Extract each line of the data below that contains the word "positive", copying those lines in order.

BEGIN Input records

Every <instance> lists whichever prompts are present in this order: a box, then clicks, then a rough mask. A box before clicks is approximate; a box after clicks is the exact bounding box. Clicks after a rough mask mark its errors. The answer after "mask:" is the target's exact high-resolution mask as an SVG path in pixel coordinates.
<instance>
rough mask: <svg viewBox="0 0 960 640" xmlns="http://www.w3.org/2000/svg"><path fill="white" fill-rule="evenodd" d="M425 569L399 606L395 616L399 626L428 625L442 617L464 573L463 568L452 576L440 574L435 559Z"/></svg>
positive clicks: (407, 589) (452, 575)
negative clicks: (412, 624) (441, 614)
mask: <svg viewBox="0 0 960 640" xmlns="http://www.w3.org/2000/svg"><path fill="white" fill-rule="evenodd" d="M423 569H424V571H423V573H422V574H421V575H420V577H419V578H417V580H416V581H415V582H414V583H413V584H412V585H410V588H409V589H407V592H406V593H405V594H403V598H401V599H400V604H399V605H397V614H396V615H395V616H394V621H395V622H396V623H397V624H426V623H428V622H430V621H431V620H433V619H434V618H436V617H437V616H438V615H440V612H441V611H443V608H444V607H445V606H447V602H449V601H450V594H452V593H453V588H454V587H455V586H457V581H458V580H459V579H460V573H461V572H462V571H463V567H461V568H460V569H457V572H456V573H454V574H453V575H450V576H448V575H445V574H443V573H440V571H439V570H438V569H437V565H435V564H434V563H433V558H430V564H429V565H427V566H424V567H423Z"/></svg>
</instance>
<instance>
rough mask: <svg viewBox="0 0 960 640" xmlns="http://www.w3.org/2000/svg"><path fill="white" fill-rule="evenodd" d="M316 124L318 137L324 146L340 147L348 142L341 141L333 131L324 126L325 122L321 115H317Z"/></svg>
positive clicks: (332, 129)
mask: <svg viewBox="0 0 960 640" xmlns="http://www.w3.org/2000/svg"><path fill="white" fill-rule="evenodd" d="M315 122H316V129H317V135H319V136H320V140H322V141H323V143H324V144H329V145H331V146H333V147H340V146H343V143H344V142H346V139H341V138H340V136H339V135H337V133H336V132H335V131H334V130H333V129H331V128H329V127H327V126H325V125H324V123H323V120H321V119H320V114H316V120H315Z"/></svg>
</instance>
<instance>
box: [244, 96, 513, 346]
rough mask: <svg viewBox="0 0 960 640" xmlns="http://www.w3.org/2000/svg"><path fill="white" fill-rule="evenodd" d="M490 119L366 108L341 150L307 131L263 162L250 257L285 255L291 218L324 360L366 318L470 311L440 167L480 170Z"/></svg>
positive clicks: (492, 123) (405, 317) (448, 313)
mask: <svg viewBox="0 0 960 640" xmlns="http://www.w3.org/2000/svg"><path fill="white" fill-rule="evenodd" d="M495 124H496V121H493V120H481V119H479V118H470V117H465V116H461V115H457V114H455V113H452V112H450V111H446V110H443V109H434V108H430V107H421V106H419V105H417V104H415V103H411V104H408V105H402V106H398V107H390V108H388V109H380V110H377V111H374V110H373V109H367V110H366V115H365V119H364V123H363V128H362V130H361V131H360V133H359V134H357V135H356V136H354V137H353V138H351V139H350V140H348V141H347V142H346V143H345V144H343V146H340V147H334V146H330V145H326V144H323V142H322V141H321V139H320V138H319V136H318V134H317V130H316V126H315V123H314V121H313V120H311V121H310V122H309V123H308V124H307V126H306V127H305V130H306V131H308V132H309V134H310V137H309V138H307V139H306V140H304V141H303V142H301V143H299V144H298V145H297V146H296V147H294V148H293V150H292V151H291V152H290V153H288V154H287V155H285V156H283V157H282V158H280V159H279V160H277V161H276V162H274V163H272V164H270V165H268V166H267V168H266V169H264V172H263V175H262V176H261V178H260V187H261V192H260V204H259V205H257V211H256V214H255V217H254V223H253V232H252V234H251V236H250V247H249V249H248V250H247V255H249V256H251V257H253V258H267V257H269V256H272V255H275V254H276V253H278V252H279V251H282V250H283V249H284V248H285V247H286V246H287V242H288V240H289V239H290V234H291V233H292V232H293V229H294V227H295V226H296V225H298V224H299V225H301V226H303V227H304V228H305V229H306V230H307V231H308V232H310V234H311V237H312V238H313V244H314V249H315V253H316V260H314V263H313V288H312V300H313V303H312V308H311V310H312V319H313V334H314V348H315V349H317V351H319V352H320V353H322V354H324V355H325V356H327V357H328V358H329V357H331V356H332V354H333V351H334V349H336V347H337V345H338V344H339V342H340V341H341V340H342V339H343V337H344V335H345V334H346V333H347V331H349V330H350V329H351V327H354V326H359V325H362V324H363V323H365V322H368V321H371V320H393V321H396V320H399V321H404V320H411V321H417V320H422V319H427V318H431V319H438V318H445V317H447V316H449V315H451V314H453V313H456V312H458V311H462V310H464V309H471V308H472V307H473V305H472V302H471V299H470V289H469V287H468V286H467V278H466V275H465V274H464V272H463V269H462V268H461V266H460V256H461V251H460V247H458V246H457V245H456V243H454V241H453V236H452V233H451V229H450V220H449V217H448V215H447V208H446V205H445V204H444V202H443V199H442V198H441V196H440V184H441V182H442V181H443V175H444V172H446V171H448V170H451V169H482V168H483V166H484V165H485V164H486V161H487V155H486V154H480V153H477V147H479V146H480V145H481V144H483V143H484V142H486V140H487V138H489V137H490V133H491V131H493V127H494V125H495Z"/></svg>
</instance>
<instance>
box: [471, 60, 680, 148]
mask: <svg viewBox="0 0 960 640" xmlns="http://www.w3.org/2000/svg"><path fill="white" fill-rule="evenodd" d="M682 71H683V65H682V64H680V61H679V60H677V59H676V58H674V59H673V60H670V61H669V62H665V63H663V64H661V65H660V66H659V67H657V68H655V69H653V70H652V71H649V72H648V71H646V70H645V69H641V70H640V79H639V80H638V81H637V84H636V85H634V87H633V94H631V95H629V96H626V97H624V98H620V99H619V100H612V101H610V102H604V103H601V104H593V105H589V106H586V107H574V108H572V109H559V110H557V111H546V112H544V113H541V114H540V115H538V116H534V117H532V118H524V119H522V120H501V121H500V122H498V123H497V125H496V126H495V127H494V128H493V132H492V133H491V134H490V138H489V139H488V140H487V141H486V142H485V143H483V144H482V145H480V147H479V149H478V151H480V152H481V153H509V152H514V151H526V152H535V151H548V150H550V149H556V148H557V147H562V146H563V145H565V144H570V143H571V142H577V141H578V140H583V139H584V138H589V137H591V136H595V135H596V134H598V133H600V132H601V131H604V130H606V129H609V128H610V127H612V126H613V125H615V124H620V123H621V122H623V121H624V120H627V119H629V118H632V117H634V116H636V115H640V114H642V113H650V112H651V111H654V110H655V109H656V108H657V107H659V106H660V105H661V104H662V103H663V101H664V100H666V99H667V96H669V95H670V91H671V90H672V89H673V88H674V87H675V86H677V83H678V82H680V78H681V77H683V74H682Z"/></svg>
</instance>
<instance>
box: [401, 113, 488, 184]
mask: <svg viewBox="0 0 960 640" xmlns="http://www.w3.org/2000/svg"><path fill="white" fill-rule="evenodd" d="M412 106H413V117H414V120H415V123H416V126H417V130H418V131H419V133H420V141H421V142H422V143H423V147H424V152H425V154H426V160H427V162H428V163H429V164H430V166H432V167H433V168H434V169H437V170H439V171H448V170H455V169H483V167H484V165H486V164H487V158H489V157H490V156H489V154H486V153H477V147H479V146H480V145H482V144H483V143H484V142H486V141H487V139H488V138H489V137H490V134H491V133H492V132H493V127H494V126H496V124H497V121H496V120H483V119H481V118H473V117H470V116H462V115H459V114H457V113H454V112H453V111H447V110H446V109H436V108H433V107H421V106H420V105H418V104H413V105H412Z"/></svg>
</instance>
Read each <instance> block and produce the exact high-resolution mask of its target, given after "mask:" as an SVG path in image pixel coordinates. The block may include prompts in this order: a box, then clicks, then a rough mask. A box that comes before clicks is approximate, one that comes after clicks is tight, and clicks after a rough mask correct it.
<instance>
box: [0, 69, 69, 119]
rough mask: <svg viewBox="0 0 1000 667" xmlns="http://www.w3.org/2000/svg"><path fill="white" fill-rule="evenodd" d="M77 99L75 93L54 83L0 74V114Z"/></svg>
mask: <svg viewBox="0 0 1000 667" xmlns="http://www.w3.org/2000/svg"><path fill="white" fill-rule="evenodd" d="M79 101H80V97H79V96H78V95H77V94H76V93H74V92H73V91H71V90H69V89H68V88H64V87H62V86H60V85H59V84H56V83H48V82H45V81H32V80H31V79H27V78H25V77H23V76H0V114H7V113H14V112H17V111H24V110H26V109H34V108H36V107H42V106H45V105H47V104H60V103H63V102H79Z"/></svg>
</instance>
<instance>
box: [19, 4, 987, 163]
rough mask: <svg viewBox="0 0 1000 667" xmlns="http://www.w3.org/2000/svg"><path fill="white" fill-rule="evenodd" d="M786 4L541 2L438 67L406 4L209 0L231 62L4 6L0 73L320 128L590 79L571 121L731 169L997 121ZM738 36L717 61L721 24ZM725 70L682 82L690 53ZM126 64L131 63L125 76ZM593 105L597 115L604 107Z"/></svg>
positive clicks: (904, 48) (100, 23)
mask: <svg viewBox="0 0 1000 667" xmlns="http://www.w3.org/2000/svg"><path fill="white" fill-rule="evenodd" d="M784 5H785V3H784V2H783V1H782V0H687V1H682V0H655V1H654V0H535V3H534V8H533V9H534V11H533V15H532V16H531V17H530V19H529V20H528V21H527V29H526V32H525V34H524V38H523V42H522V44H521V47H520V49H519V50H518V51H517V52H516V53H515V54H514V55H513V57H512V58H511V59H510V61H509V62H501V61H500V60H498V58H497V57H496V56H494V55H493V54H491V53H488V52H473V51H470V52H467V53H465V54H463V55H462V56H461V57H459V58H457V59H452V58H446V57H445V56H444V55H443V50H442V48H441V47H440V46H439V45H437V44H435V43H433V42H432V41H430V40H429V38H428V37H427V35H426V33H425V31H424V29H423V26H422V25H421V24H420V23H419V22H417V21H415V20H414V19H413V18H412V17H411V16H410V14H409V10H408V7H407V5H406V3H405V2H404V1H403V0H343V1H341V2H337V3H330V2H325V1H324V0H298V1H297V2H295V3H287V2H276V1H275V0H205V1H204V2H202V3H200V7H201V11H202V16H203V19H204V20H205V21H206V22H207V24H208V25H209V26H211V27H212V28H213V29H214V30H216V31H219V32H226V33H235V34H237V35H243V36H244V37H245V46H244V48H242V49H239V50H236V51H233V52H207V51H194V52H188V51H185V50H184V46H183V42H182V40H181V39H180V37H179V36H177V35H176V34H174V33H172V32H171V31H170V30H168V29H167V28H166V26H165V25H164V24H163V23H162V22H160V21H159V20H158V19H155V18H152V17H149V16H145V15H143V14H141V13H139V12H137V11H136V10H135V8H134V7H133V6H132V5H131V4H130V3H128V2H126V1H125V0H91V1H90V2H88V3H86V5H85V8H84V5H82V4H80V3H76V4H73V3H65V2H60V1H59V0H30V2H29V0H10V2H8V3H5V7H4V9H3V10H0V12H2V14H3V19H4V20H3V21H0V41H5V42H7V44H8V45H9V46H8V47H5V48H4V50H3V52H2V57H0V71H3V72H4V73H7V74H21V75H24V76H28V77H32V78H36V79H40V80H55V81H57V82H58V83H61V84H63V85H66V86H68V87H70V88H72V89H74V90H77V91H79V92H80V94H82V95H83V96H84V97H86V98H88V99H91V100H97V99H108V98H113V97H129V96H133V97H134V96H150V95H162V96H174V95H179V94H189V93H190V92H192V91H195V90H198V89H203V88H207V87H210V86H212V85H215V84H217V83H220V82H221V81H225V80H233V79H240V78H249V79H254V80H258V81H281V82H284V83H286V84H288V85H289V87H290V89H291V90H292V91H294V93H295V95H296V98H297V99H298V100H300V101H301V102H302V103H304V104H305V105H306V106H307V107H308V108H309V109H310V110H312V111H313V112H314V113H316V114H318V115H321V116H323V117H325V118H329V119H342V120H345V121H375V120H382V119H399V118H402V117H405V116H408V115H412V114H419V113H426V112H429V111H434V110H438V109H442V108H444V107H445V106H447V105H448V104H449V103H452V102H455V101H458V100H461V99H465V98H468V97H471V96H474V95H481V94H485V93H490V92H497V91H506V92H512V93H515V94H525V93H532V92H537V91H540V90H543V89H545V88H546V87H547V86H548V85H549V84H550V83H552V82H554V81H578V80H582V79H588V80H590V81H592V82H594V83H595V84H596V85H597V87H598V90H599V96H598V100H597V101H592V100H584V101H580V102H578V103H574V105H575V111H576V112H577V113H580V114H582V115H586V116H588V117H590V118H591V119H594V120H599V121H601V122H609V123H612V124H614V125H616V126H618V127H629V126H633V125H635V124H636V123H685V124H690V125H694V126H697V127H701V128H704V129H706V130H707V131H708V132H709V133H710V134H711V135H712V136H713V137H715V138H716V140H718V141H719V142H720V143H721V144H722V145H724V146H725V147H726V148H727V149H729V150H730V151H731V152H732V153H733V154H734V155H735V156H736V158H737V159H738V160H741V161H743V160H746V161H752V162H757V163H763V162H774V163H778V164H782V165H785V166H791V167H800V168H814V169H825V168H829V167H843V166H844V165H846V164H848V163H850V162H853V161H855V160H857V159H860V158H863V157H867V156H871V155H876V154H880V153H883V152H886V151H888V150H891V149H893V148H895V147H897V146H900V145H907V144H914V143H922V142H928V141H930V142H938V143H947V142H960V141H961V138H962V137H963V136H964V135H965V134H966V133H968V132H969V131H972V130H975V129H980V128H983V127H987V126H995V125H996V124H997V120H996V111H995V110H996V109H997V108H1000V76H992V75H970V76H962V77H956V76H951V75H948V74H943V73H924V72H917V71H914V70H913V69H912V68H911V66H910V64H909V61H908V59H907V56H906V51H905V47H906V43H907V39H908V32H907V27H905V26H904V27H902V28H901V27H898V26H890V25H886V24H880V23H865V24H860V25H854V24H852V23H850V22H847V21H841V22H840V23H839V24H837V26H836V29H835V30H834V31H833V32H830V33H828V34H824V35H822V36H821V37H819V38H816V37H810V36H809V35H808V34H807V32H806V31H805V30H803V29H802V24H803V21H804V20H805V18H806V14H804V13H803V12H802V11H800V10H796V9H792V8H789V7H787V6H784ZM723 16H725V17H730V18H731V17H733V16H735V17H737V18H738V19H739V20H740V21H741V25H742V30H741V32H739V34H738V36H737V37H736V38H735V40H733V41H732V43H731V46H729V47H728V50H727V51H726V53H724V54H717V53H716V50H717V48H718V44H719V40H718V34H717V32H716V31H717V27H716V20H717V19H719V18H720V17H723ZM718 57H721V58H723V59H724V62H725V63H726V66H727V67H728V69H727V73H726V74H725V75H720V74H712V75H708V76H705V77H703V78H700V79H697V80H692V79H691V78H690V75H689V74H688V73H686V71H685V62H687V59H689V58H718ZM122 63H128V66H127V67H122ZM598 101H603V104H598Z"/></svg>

END Input records

Written answer:
positive clicks: (407, 589) (452, 575)
positive clicks: (332, 129)
positive clicks: (492, 123) (405, 317) (448, 313)
positive clicks: (904, 48) (100, 23)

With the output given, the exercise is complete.